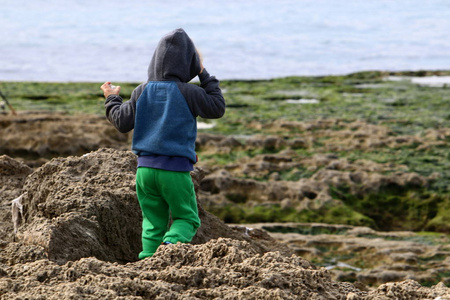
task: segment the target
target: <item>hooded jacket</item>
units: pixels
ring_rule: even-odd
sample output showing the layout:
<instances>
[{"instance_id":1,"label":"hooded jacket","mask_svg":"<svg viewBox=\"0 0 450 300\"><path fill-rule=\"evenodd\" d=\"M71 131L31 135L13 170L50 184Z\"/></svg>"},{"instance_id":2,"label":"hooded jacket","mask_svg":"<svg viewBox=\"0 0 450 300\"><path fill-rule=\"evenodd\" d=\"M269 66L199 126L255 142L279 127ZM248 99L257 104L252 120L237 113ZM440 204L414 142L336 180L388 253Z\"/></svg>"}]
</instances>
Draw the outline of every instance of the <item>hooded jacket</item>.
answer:
<instances>
[{"instance_id":1,"label":"hooded jacket","mask_svg":"<svg viewBox=\"0 0 450 300\"><path fill-rule=\"evenodd\" d=\"M120 131L133 132L138 166L190 171L196 162L196 117L216 119L225 112L219 81L203 69L194 43L183 29L161 38L148 80L123 103L119 95L105 101L108 120ZM189 84L199 76L200 86Z\"/></svg>"}]
</instances>

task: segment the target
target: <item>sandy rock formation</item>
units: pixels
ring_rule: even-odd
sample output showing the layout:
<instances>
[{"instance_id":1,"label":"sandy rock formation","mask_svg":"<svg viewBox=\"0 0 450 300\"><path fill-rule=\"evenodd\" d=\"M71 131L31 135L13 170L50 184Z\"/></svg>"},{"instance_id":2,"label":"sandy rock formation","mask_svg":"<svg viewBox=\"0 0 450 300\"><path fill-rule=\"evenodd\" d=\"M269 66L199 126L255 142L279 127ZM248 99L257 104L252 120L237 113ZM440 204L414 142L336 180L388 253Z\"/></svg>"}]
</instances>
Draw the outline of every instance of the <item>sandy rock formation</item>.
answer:
<instances>
[{"instance_id":1,"label":"sandy rock formation","mask_svg":"<svg viewBox=\"0 0 450 300\"><path fill-rule=\"evenodd\" d=\"M25 182L18 240L43 247L58 263L88 256L134 261L141 247L135 171L127 151L52 159Z\"/></svg>"},{"instance_id":2,"label":"sandy rock formation","mask_svg":"<svg viewBox=\"0 0 450 300\"><path fill-rule=\"evenodd\" d=\"M326 270L279 253L257 254L246 242L219 239L171 245L151 259L117 265L83 258L59 266L39 260L3 269L2 299L339 299L361 292Z\"/></svg>"},{"instance_id":3,"label":"sandy rock formation","mask_svg":"<svg viewBox=\"0 0 450 300\"><path fill-rule=\"evenodd\" d=\"M136 157L131 151L100 149L81 157L55 158L24 185L23 245L42 247L59 264L82 257L130 262L141 250L141 211L135 192ZM204 173L192 173L196 187ZM264 231L232 230L199 207L202 226L193 240L247 240L258 253L291 253Z\"/></svg>"},{"instance_id":4,"label":"sandy rock formation","mask_svg":"<svg viewBox=\"0 0 450 300\"><path fill-rule=\"evenodd\" d=\"M53 159L28 175L18 242L0 243L0 299L449 296L443 284L426 288L406 280L369 289L362 283L334 281L330 271L291 255L292 250L266 231L229 227L201 207L202 227L192 244L160 247L152 258L135 261L140 250L135 168L131 152L100 149ZM24 174L29 171L23 169ZM197 169L191 175L198 190L205 174ZM414 254L399 254L393 253L392 259L415 259Z\"/></svg>"},{"instance_id":5,"label":"sandy rock formation","mask_svg":"<svg viewBox=\"0 0 450 300\"><path fill-rule=\"evenodd\" d=\"M150 259L119 265L82 258L37 260L0 268L0 299L447 299L442 284L407 280L369 290L335 282L324 269L247 242L211 240L160 248ZM358 286L358 287L356 287Z\"/></svg>"}]
</instances>

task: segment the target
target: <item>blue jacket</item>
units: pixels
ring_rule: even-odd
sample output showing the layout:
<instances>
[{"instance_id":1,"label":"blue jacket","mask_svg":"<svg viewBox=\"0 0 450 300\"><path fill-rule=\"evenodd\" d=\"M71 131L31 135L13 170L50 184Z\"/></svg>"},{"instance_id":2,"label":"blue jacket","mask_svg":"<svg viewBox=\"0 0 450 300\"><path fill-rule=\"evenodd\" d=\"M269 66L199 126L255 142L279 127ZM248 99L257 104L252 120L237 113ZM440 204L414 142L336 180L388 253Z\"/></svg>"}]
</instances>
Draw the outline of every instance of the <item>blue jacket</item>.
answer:
<instances>
[{"instance_id":1,"label":"blue jacket","mask_svg":"<svg viewBox=\"0 0 450 300\"><path fill-rule=\"evenodd\" d=\"M136 106L133 152L187 157L197 161L197 121L173 81L149 82Z\"/></svg>"}]
</instances>

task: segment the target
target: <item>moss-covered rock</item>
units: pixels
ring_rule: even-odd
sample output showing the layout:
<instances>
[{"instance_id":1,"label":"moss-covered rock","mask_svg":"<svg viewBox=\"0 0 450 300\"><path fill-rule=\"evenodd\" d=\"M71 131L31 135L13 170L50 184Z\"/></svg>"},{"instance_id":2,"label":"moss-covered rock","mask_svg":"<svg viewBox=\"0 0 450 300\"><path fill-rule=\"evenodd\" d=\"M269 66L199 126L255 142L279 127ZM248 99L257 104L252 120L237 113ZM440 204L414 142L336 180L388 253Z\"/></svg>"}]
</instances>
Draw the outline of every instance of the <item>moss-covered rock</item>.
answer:
<instances>
[{"instance_id":1,"label":"moss-covered rock","mask_svg":"<svg viewBox=\"0 0 450 300\"><path fill-rule=\"evenodd\" d=\"M253 185L206 189L202 195L206 206L232 222L320 220L448 232L448 88L387 80L392 75L448 74L360 72L222 81L227 112L214 120L214 127L200 130L198 164L211 174L225 170L229 182L246 180ZM125 99L137 85L119 84ZM104 115L99 86L0 82L19 112L44 109ZM5 124L0 122L0 130L6 130ZM76 136L83 138L82 133ZM88 138L95 140L95 132ZM37 139L35 144L39 143ZM116 143L118 148L129 147L128 139ZM20 156L7 146L3 153ZM328 177L319 179L323 174ZM381 180L402 176L420 182L403 185Z\"/></svg>"}]
</instances>

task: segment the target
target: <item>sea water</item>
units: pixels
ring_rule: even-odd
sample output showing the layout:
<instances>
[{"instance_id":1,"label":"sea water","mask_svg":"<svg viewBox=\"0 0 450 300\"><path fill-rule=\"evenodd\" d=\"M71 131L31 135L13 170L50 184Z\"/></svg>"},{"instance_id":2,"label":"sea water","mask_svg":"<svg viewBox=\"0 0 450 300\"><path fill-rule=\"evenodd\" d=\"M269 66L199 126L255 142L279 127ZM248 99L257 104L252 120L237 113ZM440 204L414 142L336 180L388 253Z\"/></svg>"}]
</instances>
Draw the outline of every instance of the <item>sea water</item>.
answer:
<instances>
[{"instance_id":1,"label":"sea water","mask_svg":"<svg viewBox=\"0 0 450 300\"><path fill-rule=\"evenodd\" d=\"M182 27L220 79L450 69L447 0L0 0L0 80L141 82Z\"/></svg>"}]
</instances>

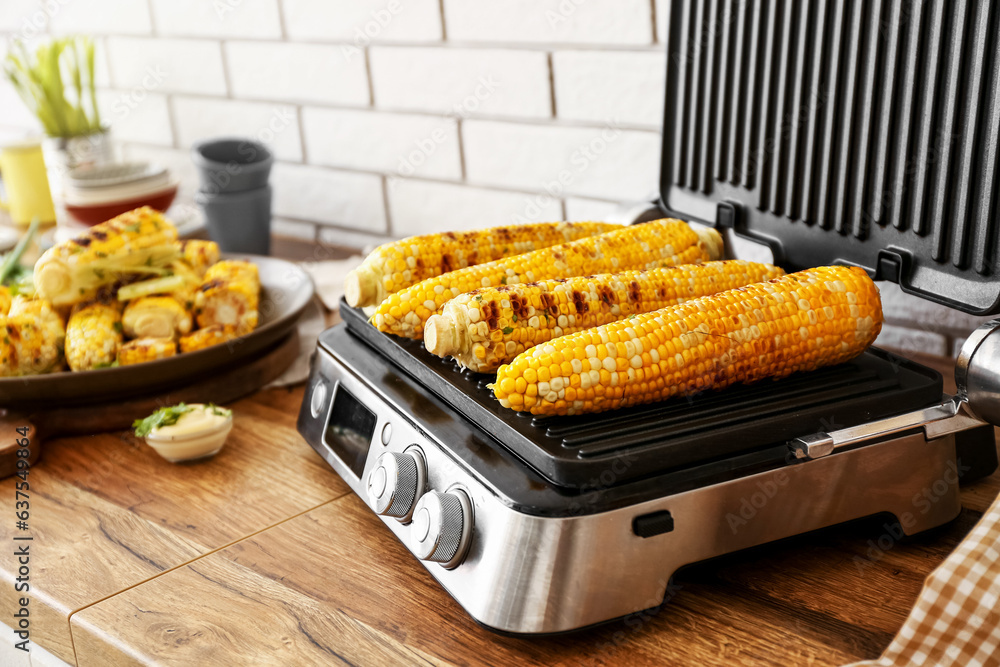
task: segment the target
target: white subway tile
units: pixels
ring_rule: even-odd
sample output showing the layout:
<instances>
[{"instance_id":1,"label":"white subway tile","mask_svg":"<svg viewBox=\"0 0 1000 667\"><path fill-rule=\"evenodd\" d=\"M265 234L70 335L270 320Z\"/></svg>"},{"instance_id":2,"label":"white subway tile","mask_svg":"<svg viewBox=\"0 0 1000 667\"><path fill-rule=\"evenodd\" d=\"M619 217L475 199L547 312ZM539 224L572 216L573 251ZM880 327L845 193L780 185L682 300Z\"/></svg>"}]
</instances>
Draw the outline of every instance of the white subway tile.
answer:
<instances>
[{"instance_id":1,"label":"white subway tile","mask_svg":"<svg viewBox=\"0 0 1000 667\"><path fill-rule=\"evenodd\" d=\"M277 191L274 194L277 195ZM311 222L272 217L271 233L275 236L287 236L288 238L301 239L303 241L315 241L316 225Z\"/></svg>"},{"instance_id":2,"label":"white subway tile","mask_svg":"<svg viewBox=\"0 0 1000 667\"><path fill-rule=\"evenodd\" d=\"M279 160L302 160L294 107L197 97L175 97L173 107L178 142L185 148L209 137L249 137L271 147Z\"/></svg>"},{"instance_id":3,"label":"white subway tile","mask_svg":"<svg viewBox=\"0 0 1000 667\"><path fill-rule=\"evenodd\" d=\"M173 146L170 110L165 95L135 90L102 90L97 95L102 120L111 124L116 141Z\"/></svg>"},{"instance_id":4,"label":"white subway tile","mask_svg":"<svg viewBox=\"0 0 1000 667\"><path fill-rule=\"evenodd\" d=\"M670 30L670 0L656 0L656 41L667 43L667 31Z\"/></svg>"},{"instance_id":5,"label":"white subway tile","mask_svg":"<svg viewBox=\"0 0 1000 667\"><path fill-rule=\"evenodd\" d=\"M309 162L404 176L462 176L454 120L346 109L302 110Z\"/></svg>"},{"instance_id":6,"label":"white subway tile","mask_svg":"<svg viewBox=\"0 0 1000 667\"><path fill-rule=\"evenodd\" d=\"M552 55L559 118L663 125L667 59L660 51L557 51Z\"/></svg>"},{"instance_id":7,"label":"white subway tile","mask_svg":"<svg viewBox=\"0 0 1000 667\"><path fill-rule=\"evenodd\" d=\"M20 39L31 39L52 22L52 15L61 6L50 9L37 0L3 0L0 2L0 31L14 33Z\"/></svg>"},{"instance_id":8,"label":"white subway tile","mask_svg":"<svg viewBox=\"0 0 1000 667\"><path fill-rule=\"evenodd\" d=\"M372 234L386 231L381 176L278 163L271 182L275 215Z\"/></svg>"},{"instance_id":9,"label":"white subway tile","mask_svg":"<svg viewBox=\"0 0 1000 667\"><path fill-rule=\"evenodd\" d=\"M549 66L540 51L374 47L377 107L548 118Z\"/></svg>"},{"instance_id":10,"label":"white subway tile","mask_svg":"<svg viewBox=\"0 0 1000 667\"><path fill-rule=\"evenodd\" d=\"M649 44L649 0L444 0L448 39Z\"/></svg>"},{"instance_id":11,"label":"white subway tile","mask_svg":"<svg viewBox=\"0 0 1000 667\"><path fill-rule=\"evenodd\" d=\"M152 5L162 35L281 39L278 0L152 0Z\"/></svg>"},{"instance_id":12,"label":"white subway tile","mask_svg":"<svg viewBox=\"0 0 1000 667\"><path fill-rule=\"evenodd\" d=\"M462 140L471 183L636 201L657 191L654 132L469 120Z\"/></svg>"},{"instance_id":13,"label":"white subway tile","mask_svg":"<svg viewBox=\"0 0 1000 667\"><path fill-rule=\"evenodd\" d=\"M116 88L226 94L222 49L201 39L109 37L108 59Z\"/></svg>"},{"instance_id":14,"label":"white subway tile","mask_svg":"<svg viewBox=\"0 0 1000 667\"><path fill-rule=\"evenodd\" d=\"M398 237L562 219L560 201L548 195L407 178L389 179L388 185L392 232Z\"/></svg>"},{"instance_id":15,"label":"white subway tile","mask_svg":"<svg viewBox=\"0 0 1000 667\"><path fill-rule=\"evenodd\" d=\"M969 315L954 308L931 303L903 292L899 285L879 282L882 295L882 313L886 321L903 324L926 331L937 331L967 336L989 317Z\"/></svg>"},{"instance_id":16,"label":"white subway tile","mask_svg":"<svg viewBox=\"0 0 1000 667\"><path fill-rule=\"evenodd\" d=\"M441 39L438 0L284 0L292 39L369 42Z\"/></svg>"},{"instance_id":17,"label":"white subway tile","mask_svg":"<svg viewBox=\"0 0 1000 667\"><path fill-rule=\"evenodd\" d=\"M344 259L344 253L338 248L354 248L367 255L383 243L392 241L393 238L386 234L366 234L353 229L342 229L339 227L319 227L319 242L313 253L314 261L324 259ZM336 246L327 248L326 246Z\"/></svg>"},{"instance_id":18,"label":"white subway tile","mask_svg":"<svg viewBox=\"0 0 1000 667\"><path fill-rule=\"evenodd\" d=\"M930 331L907 329L905 327L885 324L875 345L891 347L903 352L923 352L925 354L948 354L951 350L944 336Z\"/></svg>"},{"instance_id":19,"label":"white subway tile","mask_svg":"<svg viewBox=\"0 0 1000 667\"><path fill-rule=\"evenodd\" d=\"M6 2L6 0L4 0ZM73 34L148 35L149 6L136 0L65 0L52 13L52 31Z\"/></svg>"},{"instance_id":20,"label":"white subway tile","mask_svg":"<svg viewBox=\"0 0 1000 667\"><path fill-rule=\"evenodd\" d=\"M604 222L614 217L621 207L620 202L568 197L566 199L566 219Z\"/></svg>"},{"instance_id":21,"label":"white subway tile","mask_svg":"<svg viewBox=\"0 0 1000 667\"><path fill-rule=\"evenodd\" d=\"M368 104L364 58L345 58L336 46L227 42L225 48L237 97Z\"/></svg>"}]
</instances>

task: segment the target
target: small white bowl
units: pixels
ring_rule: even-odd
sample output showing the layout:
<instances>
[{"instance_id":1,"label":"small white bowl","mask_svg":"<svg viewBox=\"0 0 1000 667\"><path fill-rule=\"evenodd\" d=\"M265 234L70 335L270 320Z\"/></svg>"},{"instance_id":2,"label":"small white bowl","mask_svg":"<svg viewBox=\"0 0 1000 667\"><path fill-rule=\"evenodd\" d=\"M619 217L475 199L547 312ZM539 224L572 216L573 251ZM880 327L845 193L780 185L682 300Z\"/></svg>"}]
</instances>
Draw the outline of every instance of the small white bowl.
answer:
<instances>
[{"instance_id":1,"label":"small white bowl","mask_svg":"<svg viewBox=\"0 0 1000 667\"><path fill-rule=\"evenodd\" d=\"M226 444L229 432L233 430L233 416L228 415L225 421L210 428L181 435L159 434L158 430L160 429L155 429L146 436L146 444L155 449L157 454L171 463L198 461L219 453Z\"/></svg>"}]
</instances>

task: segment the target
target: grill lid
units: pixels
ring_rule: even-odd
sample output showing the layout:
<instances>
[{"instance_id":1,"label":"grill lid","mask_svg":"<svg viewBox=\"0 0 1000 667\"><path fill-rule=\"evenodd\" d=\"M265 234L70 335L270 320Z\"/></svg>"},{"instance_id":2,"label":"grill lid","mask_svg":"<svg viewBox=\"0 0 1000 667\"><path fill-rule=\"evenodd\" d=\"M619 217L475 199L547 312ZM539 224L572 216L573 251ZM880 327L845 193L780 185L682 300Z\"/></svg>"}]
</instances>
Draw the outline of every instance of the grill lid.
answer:
<instances>
[{"instance_id":1,"label":"grill lid","mask_svg":"<svg viewBox=\"0 0 1000 667\"><path fill-rule=\"evenodd\" d=\"M1000 312L1000 5L670 0L661 206Z\"/></svg>"}]
</instances>

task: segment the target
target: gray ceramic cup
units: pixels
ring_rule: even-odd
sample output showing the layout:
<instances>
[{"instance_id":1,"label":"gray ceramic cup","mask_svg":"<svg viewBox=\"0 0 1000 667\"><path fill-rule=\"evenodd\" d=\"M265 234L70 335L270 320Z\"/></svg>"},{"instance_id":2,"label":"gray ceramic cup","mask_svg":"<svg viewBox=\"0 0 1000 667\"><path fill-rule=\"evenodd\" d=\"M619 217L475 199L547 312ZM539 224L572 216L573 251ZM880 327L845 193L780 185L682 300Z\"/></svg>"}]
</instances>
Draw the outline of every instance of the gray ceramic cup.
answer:
<instances>
[{"instance_id":1,"label":"gray ceramic cup","mask_svg":"<svg viewBox=\"0 0 1000 667\"><path fill-rule=\"evenodd\" d=\"M267 185L274 156L264 144L240 137L207 139L191 148L199 190L208 194L246 192Z\"/></svg>"},{"instance_id":2,"label":"gray ceramic cup","mask_svg":"<svg viewBox=\"0 0 1000 667\"><path fill-rule=\"evenodd\" d=\"M246 192L196 192L194 201L205 211L208 235L222 252L270 254L270 185Z\"/></svg>"}]
</instances>

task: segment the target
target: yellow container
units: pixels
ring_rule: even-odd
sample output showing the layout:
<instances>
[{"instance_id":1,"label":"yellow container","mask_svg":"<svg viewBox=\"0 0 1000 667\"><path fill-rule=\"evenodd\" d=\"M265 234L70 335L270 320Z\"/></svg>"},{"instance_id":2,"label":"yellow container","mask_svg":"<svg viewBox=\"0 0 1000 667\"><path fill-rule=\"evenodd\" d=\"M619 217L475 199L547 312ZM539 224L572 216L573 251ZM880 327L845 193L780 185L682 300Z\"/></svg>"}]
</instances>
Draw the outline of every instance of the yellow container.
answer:
<instances>
[{"instance_id":1,"label":"yellow container","mask_svg":"<svg viewBox=\"0 0 1000 667\"><path fill-rule=\"evenodd\" d=\"M7 197L6 201L0 201L0 208L9 210L15 223L27 225L33 218L43 224L56 221L40 141L0 147L0 178Z\"/></svg>"}]
</instances>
......
* ASSIGNED TASK *
Your task is to reproduce the entries above word for word, from the first line through the line with "Draw the outline of every instance of the <item>sandy", and please leave out any pictures.

* RESULT OF THIS TASK *
task: segment the target
target: <item>hooded jacket</item>
units: pixels
ring_rule: even-odd
sample output showing the layout:
<instances>
[{"instance_id":1,"label":"hooded jacket","mask_svg":"<svg viewBox=\"0 0 450 300\"><path fill-rule=\"evenodd\" d=\"M71 131L31 135L13 170L50 184Z\"/></svg>"},{"instance_id":2,"label":"hooded jacket","mask_svg":"<svg viewBox=\"0 0 450 300\"><path fill-rule=\"evenodd\" d=\"M269 66L199 126L255 142L279 127ZM248 99L257 104L252 120L237 113ZM440 204L414 142L336 180L388 253Z\"/></svg>"}]
</instances>
Draw the outline of every instance of the <item>hooded jacket</item>.
answer:
<instances>
[{"instance_id":1,"label":"hooded jacket","mask_svg":"<svg viewBox=\"0 0 450 300\"><path fill-rule=\"evenodd\" d=\"M120 131L133 132L138 166L190 171L196 162L196 117L216 119L225 112L219 81L203 69L194 43L183 29L161 38L148 80L123 103L119 95L105 101L108 120ZM189 84L199 76L200 86Z\"/></svg>"}]
</instances>

task: segment the target
target: <item>sandy rock formation</item>
units: pixels
ring_rule: even-odd
sample output showing the layout:
<instances>
[{"instance_id":1,"label":"sandy rock formation","mask_svg":"<svg viewBox=\"0 0 450 300\"><path fill-rule=\"evenodd\" d=\"M71 131L31 135L13 170L50 184Z\"/></svg>"},{"instance_id":2,"label":"sandy rock formation","mask_svg":"<svg viewBox=\"0 0 450 300\"><path fill-rule=\"evenodd\" d=\"M269 66L199 126L255 142L279 127ZM248 99L257 104L252 120L237 113ZM440 204L414 142L336 180L388 253Z\"/></svg>"}]
</instances>
Draw the outline of every instance of the <item>sandy rock formation</item>.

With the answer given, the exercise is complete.